◆ Görev 1: Direniş ve terör yazısında İŞİD'in yaptığı söylenen eylemlerin hepsini sıralayın.
◆ Görev 2: Direniş ve terör yazısında "KİM KİM'E DİRENEBİLİR" sözlerinden "ile TERÖRİST sayılır." sözlerine kadar uzanan bölümü harfi harfine aktarın.
◆ Görev 3: Direniş ve terör yazısına göre hükümran ülkenin güvenlik güçlerine saldıranlar o ülkenin vatandaşıysa ayrıca ne sayılır?

◆ Seçilen metin:

* * *

KİM KİM'E DİRENEBİLİR KİM KİM'E TERÖR YAPAMAZ?

RAFAEL SADİ

 

Evet uzun süredir tartışılagelmiş bir konu  bu. Özellikle İşgal kuvvetlerine ülkelerini kurtarmak için saldırılarda bulunmak ,direnmek her vatanseverin milli görevi gibi algılansa bile, bunun bile  yasal ve etik insani kuralları vardır.

Bu kuralların başında direnişin  sadece İşgal kuvvetlerine karşı yapılması sivil halk'a karşı herhangi bir tehdiş hareketinde bulunulmamasıdır.

İşgal kuvvetlerinin de nereyi nasıl işgal ettiğinin de çok açık ve seçik şekilde belirlenmiş olması gereklidir.

Her aklına esen burası benim ülkemdir sen işgalcisin deyip direniş hareketi ile hükümran ülke güvenlik güçlerine saldıramaz. Saldırısa kanun dışı eylem yapmış olur ve alenen yasaları çiğneyerek bugünkü tabiri ile TERÖRİST sayılır.
Şayet bunu yapanlar o ülkenin vatandaşı durumunda ise bir de vatan haini sayılırlar.

Hele hele bu direniş'' hareketini sivil halk'a yönlendirirse  bu cinayetten başka bir şey olmaz.

Cinayetlerin bile sınıflandırıldığı bir zaman diliminde yaşıyoruz. İŞİD gibi kendisine İslam devleti diyen bir örgütün yaptıkları vahşi cinayetleri sınıflandırabilecek sözcüklerden bile mahsun hissediyorum kendimi. Adamların derdi sadece ülke kurmak veya kurtarmak değil kafa kesip insan vücütlarını parçalayıp ciğerlerini söküp yemek veya kalplerini teşhir etmenin hangi milli veya dini dava veya kural ile örtüşebildiğini sanırımkimse açıklayamaz. Haklı filan da bulamaz.

* * *

◆ Liste kesiti:
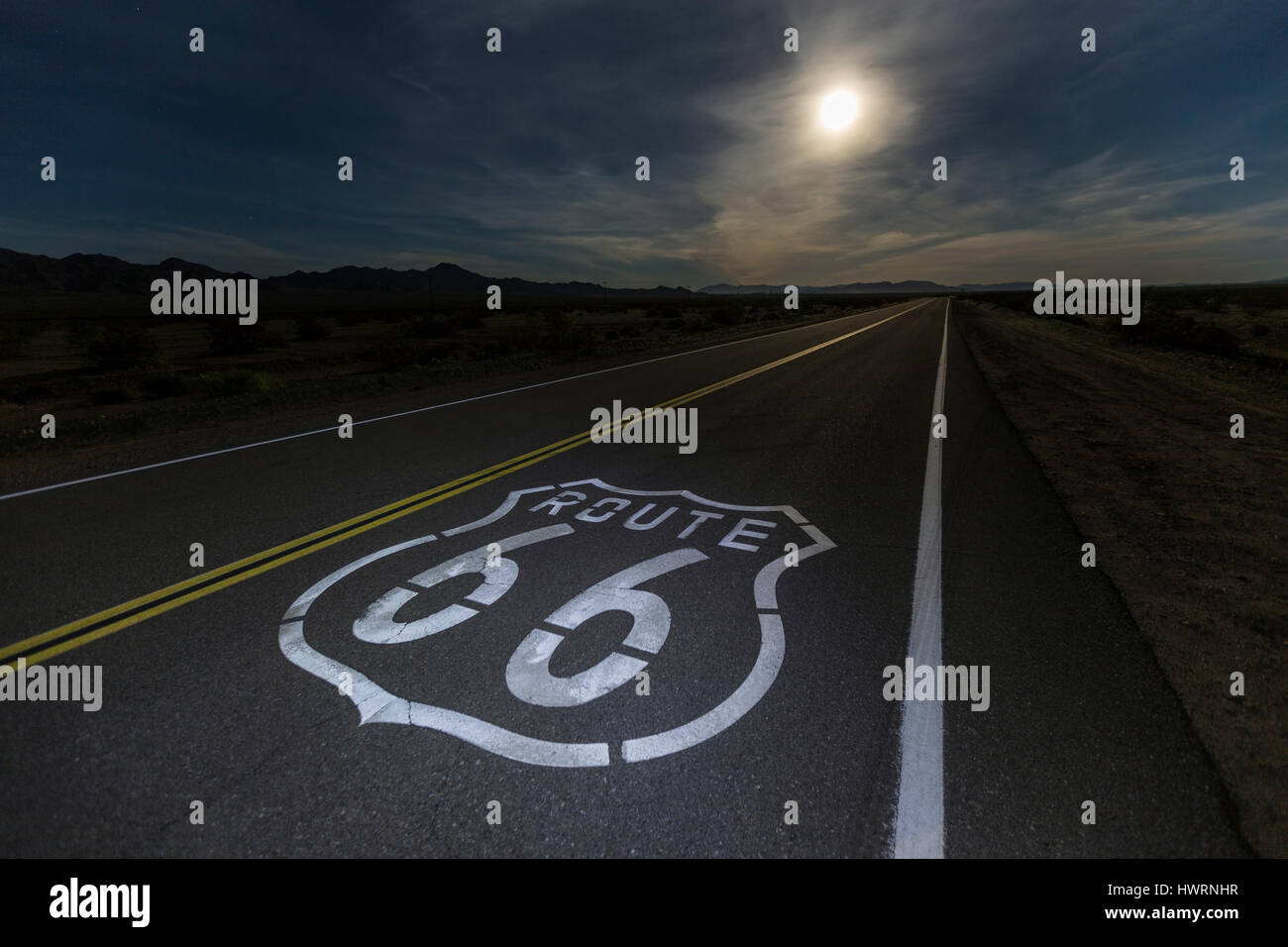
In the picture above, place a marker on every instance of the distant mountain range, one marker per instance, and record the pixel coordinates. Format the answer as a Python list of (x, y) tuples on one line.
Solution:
[(99, 273)]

* * *

◆ Doğru sonuç 1: kafa kesmek; insan vücütlarını parçalamak; ciğerlerini söküp yemek; kalplerini teşhir etmek

◆ Doğru sonuç 2:
KİM KİM'E DİRENEBİLİR KİM KİM'E TERÖR YAPAMAZ?

RAFAEL SADİ

 

Evet uzun süredir tartışılagelmiş bir konu  bu. Özellikle İşgal kuvvetlerine ülkelerini kurtarmak için saldırılarda bulunmak ,direnmek her vatanseverin milli görevi gibi algılansa bile, bunun bile  yasal ve etik insani kuralları vardır.

Bu kuralların başında direnişin  sadece İşgal kuvvetlerine karşı yapılması sivil halk'a karşı herhangi bir tehdiş hareketinde bulunulmamasıdır.

İşgal kuvvetlerinin de nereyi nasıl işgal ettiğinin de çok açık ve seçik şekilde belirlenmiş olması gereklidir.

Her aklına esen burası benim ülkemdir sen işgalcisin deyip direniş hareketi ile hükümran ülke güvenlik güçlerine saldıramaz. Saldırısa kanun dışı eylem yapmış olur ve alenen yasaları çiğneyerek bugünkü tabiri ile TERÖRİST sayılır.

◆ Doğru sonuç 3: Vatan haini sayılırlar.